SELECTED EXCERPT:
When Linda Coneybeare first started in the travel business, she was a fresh-faced 21-year-old, working for then British Overseas Airways Corporation at Pearson Airport in Toronto in the 1970s.
“When I began, we didn’t have computers,” she recalled in a recent interview. “We literally weighed every bag and gave the measurements to the guys who figured out the weights and the positioning of the bags and the fuel. We hand-wrote the baggage tags.”
It was a big deal when they got their first computer – named Boudica, warrior queen of early Britian. “There was one person in charge of the thing that took up an entire room. It was a game-changer when it came to booking and issuing tickets.
“I used to hand-write my tickets. We had dial phones. Then came faxes. Now, email and scanning and instant communication around the world.”
In the mid-80s, Coneybeare loved her job but decided she loved her hometown of Haliburton more. Her father was ill at the time so she came home. Her dad died in 1985. Coneybeare got married, had children, and divorced.
She started working at a travel agency in Haliburton that “morphed from name to name to name, and, in 2001, just before 9/11, Transat bought a string of agencies including mine.” She has been working for the company ever since.
Her last day was Oct. 25. She said “wonderful” things are happening in her life. She is moving to Ottawa temporarily to help her fiancé there refresh his house to sell, and the two plan to move back to Haliburton County next year.

WHAT THIS EXERCISE ASKS:
1. Transcribe the profile of Linda Coneybeare starting at "In the mid-80s, Coneybeare" and ending at "County next year.".
2. Answer these questions from the profile of Linda Coneybeare.
(a) What name was given to the first computer she worked with?
(b) In what year did her father die?
(c) What date was her last day?

DATA FOR REVIEW:
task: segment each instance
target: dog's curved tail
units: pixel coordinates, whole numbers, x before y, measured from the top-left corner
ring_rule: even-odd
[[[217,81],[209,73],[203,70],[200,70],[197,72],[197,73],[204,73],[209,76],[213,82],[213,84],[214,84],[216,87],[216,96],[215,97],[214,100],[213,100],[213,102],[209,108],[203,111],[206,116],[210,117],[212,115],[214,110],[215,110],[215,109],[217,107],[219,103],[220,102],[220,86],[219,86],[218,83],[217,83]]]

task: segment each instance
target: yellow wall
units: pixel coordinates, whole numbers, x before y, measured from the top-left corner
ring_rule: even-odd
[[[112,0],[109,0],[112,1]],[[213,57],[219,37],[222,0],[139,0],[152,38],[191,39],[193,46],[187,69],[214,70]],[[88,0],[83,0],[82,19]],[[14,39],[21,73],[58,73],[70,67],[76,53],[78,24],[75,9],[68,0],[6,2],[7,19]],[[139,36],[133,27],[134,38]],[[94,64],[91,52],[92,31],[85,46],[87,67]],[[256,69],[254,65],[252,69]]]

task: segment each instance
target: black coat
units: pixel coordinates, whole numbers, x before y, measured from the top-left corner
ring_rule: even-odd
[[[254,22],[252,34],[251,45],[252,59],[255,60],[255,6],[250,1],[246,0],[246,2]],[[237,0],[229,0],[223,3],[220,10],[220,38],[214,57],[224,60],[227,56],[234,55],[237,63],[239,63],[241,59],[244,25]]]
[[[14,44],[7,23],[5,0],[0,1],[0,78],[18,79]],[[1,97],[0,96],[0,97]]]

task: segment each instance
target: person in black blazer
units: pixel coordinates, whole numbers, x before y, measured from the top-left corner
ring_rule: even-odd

SOLUTIONS TO THE TASKS:
1.
In the mid-80s, Coneybeare loved her job but decided she loved her hometown of Haliburton more. Her father was ill at the time so she came home. Her dad died in 1985. Coneybeare got married, had children, and divorced.
She started working at a travel agency in Haliburton that “morphed from name to name to name, and, in 2001, just before 9/11, Transat bought a string of agencies including mine.” She has been working for the company ever since.
Her last day was Oct. 25. She said “wonderful” things are happening in her life. She is moving to Ottawa temporarily to help her fiancé there refresh his house to sell, and the two plan to move back to Haliburton County next year.

2.
(a) Boudica
(b) 1985
(c) Oct. 25